DIRECTIVE 1> Using the NIFTY volatility index text, decide whether each statement agrees with it: (a) it reports a correlation of +0.72 between NIFTY volumes and VIX; (b) it claims that low trading volumes by themselves cause low VIX values; (c) the VIX values it correlates begin on 2Mar09. For each, answer yes or no and quote the words of the text that decide it.

NIFTY Volatility Index (Part 1)

The volatility index measures the market’s expectation of near term volatility. A low value of VIX accordingly implies that the market believes that prices will fluctuate very less from its current levels. This would typically be associated with low volumes – see chart on right, it shows a correlation of +0.72 between NIFTY volumes and VIX. Now, correlation is obviously not causality, and accordingly a lack of trading volumes does not by itself cause depressed VIX values. On the other hand, VIX is negatively correlated to the market, a high value (of the VIX) indicating loads of nervousness (option writers demanding high premiums due to the uncertainty in prevailing underlying prices) while a low VIX value signifying low levels of nervousness and higher confidence in the sustenance of the market levels (options writers will not find takers if they charge more for the options they write, so the premiums will be lower in a market with low volatility). A similar conjecture can be made by looking at the put/call ratio as well – low indicating range-bound or slowly rising market in the near term.

One point is important to note re the inverse correlation with the market. The table on the right shows average correlations for different time periods of observation. I downloaded VIX values from 2Mar09 till date and correlated them with corresponding NIFTY values in windows of 5, 20, 40, 60, 90… trading sessions. The table on the right shows the average correlations I got. Assumming 5 x 52 ~ 250 trading sessions in a year, this points to an average correlation of -0.63 to -0.64 over a year. In the second part of my post on VIX, I’ll try to study the actual movements of VIX over the past years and any trading opportunities that may have come about in the past.

DIRECTIVE 2> Copy out the listing word for word, from its beginning through the line containing "14L37 19L40 26L62", inclusive. Leave the picture out.

STUDY MATERIAL>
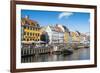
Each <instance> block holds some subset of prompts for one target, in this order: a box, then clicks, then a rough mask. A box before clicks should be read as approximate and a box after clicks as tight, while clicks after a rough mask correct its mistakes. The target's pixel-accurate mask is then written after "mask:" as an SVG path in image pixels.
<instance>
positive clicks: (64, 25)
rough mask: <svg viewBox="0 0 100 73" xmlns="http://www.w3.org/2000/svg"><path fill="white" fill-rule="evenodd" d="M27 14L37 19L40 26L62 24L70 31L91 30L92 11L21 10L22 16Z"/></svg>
mask: <svg viewBox="0 0 100 73" xmlns="http://www.w3.org/2000/svg"><path fill="white" fill-rule="evenodd" d="M25 16H29V19H31V20H35V21H37V22H38V23H39V24H40V26H47V25H56V24H61V25H64V26H66V27H67V28H68V29H69V30H70V31H79V32H82V33H86V32H90V22H89V20H90V13H83V12H61V11H40V10H21V18H24V17H25Z"/></svg>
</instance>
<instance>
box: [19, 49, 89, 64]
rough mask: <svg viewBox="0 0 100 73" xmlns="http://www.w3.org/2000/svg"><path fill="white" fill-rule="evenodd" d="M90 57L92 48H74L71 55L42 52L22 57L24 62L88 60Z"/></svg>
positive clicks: (44, 61) (23, 62) (21, 60)
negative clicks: (68, 60) (43, 52)
mask: <svg viewBox="0 0 100 73" xmlns="http://www.w3.org/2000/svg"><path fill="white" fill-rule="evenodd" d="M88 59H90V49H89V48H81V49H78V50H74V53H73V54H71V55H63V54H60V55H57V54H42V55H35V56H28V57H22V58H21V62H22V63H28V62H48V61H68V60H88Z"/></svg>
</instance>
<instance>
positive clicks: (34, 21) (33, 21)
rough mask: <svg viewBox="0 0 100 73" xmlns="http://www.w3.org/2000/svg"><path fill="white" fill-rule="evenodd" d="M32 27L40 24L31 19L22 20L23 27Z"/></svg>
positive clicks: (22, 18) (36, 25)
mask: <svg viewBox="0 0 100 73" xmlns="http://www.w3.org/2000/svg"><path fill="white" fill-rule="evenodd" d="M25 24H28V25H31V26H39V24H38V22H37V21H35V20H31V19H29V18H21V25H25Z"/></svg>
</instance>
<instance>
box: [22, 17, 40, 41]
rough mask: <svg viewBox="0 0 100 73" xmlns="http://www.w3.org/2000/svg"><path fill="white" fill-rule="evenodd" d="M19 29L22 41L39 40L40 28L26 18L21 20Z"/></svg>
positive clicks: (38, 25)
mask: <svg viewBox="0 0 100 73" xmlns="http://www.w3.org/2000/svg"><path fill="white" fill-rule="evenodd" d="M21 29H22V30H21V33H22V35H21V36H22V41H27V42H28V41H39V40H40V26H39V24H38V23H37V22H36V21H34V20H30V19H29V17H28V16H26V17H25V18H22V19H21Z"/></svg>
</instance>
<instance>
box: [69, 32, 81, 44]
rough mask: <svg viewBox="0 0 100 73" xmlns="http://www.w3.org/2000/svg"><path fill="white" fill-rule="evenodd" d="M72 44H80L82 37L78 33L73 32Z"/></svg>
mask: <svg viewBox="0 0 100 73" xmlns="http://www.w3.org/2000/svg"><path fill="white" fill-rule="evenodd" d="M71 38H72V42H76V43H80V35H79V34H78V33H77V32H71Z"/></svg>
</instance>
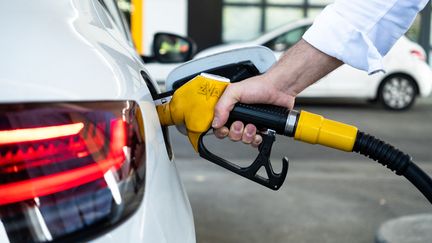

EXERCISE OUTPUT 1>
(a) Yes: "it shows a correlation of +0.72 between NIFTY volumes and VIX"
(b) No: "a lack of trading volumes does not by itself cause depressed VIX values"
(c) Yes: "I downloaded VIX values from 2Mar09 till date"

EXERCISE OUTPUT 2>
Each <instance> block holds some subset of prompts for one target, in this order: a box, then clicks, then a rough mask. A box before clicks should be read as approximate and a box after clicks as tight, while clicks after a rough mask correct its mistakes. The target's pixel-accurate mask is then written after "mask:" as an SVG path in image pixels.
<instance>
positive clicks: (64, 25)
rough mask: <svg viewBox="0 0 100 73" xmlns="http://www.w3.org/2000/svg"><path fill="white" fill-rule="evenodd" d="M27 14L37 19L40 26L62 24L70 31L91 30L92 11L21 10L22 16Z"/></svg>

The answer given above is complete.